§ Excerpt
........

Mid-Atlantic: Gardens of the Spirit

Glen Echo, Maryland, USDA Zone 7

While walking along a woodland path, meandering through a mixed border, listening to sounds of flowing water, smelling the sweetness of an opening rose, watching butterflies flittering about, looking out over a meadow of billowing grasses, or capturing beams of sunlight streaming through layers of autumn ferns, I often have a spiritual experience. For a serious gardener, it is an enormous challenge to create outdoor spaces where these personally moving experiences occur regularly. Nature has supplied us with a multitude of incredibly powerful scenes that are capable of rejuvenating the human spirit, but I believe that a well-designed garden right outside your back door can stimulate a similar positive experience.

........

§ Material shown

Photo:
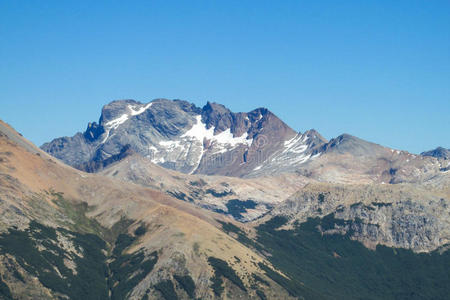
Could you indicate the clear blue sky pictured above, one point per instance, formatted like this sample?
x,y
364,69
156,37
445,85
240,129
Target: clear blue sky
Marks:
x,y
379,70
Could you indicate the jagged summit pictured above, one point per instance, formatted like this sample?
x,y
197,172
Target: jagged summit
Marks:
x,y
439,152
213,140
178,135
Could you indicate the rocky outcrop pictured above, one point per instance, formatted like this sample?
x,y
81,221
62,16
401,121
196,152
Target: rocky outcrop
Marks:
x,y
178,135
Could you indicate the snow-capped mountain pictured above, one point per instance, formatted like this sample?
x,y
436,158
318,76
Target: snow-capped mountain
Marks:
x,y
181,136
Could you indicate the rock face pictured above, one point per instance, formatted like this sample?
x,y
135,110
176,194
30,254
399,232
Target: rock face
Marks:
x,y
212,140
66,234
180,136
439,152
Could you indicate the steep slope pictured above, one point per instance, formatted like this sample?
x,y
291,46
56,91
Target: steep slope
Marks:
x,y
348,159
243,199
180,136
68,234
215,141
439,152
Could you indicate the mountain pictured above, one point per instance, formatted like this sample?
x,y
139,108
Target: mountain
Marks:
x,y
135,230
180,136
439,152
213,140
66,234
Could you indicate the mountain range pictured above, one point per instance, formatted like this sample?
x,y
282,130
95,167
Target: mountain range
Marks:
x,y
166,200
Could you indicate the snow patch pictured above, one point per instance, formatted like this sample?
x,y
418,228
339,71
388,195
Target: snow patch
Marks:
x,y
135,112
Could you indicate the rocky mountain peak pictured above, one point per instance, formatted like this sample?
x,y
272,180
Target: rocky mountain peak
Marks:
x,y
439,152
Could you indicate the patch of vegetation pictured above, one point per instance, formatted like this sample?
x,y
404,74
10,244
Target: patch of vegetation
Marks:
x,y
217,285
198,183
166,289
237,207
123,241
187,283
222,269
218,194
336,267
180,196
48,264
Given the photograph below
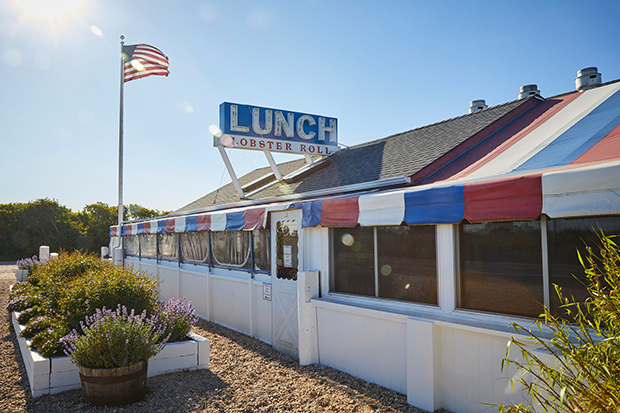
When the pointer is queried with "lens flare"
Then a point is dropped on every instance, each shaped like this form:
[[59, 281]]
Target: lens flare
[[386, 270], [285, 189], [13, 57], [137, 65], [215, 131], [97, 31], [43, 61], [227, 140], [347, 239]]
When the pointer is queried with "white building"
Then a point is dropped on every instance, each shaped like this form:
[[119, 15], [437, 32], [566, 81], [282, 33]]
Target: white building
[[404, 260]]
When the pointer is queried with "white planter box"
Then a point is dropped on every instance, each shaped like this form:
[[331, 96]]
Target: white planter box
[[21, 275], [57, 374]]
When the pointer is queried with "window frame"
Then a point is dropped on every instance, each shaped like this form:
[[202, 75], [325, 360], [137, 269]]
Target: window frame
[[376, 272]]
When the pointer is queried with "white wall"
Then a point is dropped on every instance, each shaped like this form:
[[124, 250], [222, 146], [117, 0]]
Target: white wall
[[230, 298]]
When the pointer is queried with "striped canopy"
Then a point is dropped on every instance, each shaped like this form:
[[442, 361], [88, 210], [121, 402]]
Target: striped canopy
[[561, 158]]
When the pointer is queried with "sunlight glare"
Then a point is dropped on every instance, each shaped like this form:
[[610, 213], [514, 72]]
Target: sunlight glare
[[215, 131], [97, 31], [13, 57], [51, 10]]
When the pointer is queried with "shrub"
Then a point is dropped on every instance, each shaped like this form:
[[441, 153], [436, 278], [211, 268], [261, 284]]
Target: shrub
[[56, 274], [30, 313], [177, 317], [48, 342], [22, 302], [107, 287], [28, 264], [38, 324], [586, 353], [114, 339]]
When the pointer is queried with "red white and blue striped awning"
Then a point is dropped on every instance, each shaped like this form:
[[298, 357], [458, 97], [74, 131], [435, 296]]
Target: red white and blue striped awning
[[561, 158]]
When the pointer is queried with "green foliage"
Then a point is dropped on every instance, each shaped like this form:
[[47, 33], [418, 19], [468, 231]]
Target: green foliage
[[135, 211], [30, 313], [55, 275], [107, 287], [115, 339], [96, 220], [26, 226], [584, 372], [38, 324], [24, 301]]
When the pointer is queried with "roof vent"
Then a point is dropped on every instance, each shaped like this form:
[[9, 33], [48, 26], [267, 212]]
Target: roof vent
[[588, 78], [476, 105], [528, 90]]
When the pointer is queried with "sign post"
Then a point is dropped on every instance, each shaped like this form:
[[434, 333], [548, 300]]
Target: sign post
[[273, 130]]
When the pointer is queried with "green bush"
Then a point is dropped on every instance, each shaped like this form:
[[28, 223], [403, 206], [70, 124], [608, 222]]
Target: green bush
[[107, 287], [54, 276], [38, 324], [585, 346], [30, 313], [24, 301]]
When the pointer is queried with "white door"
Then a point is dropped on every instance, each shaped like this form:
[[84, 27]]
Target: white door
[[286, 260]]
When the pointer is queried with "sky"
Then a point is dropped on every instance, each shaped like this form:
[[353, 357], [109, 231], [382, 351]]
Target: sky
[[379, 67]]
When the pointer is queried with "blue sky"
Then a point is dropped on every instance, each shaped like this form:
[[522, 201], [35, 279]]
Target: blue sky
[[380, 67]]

........

§ Complete the following
**a)** According to the excerpt, which USDA zone is Glen Echo, Maryland in?
**b)** Summarize the excerpt in two sentences.
You won't need the records for this.

§ The solutions
**a)** USDA Zone 7.

**b)** Moments such as walking a woodland path, smelling an opening rose, or watching butterflies often give the writer a spiritual experience. Creating outdoor spaces where such experiences occur regularly is an enormous challenge for a serious gardener, but the writer believes a well-designed garden right outside the back door can stimulate an experience similar to the one nature's powerful scenes provide.